The point is that in bringing about these staggering changes, Peter was setting up Europe as a model for Russia, thus making it the world’s first developing country. Russia became more dynamic, its elites better educated, its military more powerful. Within a century and a half, Russia’s greatest composers, writers, and scientists would rival those of any country in the world. At the same time, however, it perpetually fell short of its geopolitical rivals in military power, commercial prowess, and technological and industrial achievement. A thin layer of Europeanized elites grew apart from the bulk of the population, who remained tied to the land and wedded to pre-modern values and culture. To finance his grandiose projects, Peter promoted industrial development but also squeezed more taxes from the peasantry, the majority of whom were serfs. The state reigned supreme, jealously guarding its power, refusing to share authority even with the educated elites. Yet many political ideas emanating from Europe in the decades following Peter’s death emphasized power sharing, checks and balances, popular participation, and social justice. Russia’s rulers tried to shut out such ideas, while the intelligentsia—critically minded intellectuals emerging in the first half of the nineteenth century—zealously embraced them. Lacking institutions or rights enabling them to influence government policy, radical intellectuals treated European doctrines of social and political change as infallible guides to political understanding and action.
============================================================
§ Instruction 1:
Answer these questions about the passage on Peter and Russia:
(a) In which areas did Russia perpetually fall short of its geopolitical rivals?
(b) What were the majority of the peasantry?
(c) When did the intelligentsia emerge?
============================================================
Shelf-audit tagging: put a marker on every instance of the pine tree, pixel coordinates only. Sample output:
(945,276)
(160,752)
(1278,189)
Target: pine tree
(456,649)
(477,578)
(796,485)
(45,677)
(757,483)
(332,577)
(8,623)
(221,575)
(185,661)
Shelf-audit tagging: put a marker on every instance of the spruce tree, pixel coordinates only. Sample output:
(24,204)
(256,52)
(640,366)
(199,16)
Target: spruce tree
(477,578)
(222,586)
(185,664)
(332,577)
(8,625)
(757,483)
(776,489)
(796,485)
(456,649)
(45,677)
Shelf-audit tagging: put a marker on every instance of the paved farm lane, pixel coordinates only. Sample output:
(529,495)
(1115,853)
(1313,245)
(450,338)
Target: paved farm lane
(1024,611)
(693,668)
============================================================
§ Instruction 2: Copy out all the shelf-audit tagging rows above, unchanged, from the first line to the last.

§ Written solution 1:
(a) Military power, commercial prowess, and technological and industrial achievement.
(b) Serfs.
(c) In the first half of the nineteenth century.

§ Written solution 2:
Shelf-audit tagging: put a marker on every instance of the pine tree, pixel coordinates only. Sample output:
(945,276)
(160,752)
(1278,189)
Target: pine tree
(456,649)
(477,578)
(796,485)
(45,677)
(757,483)
(332,577)
(8,623)
(221,575)
(185,661)
Shelf-audit tagging: put a marker on every instance of the spruce tree, pixel coordinates only. Sample output:
(24,204)
(256,52)
(640,366)
(199,16)
Target: spruce tree
(477,578)
(222,586)
(185,664)
(332,577)
(8,625)
(757,483)
(776,489)
(796,485)
(456,649)
(45,677)
Shelf-audit tagging: put a marker on every instance of the paved farm lane, pixel coordinates only. Sample output:
(529,495)
(1115,853)
(1313,245)
(450,338)
Target: paved farm lane
(1024,611)
(693,668)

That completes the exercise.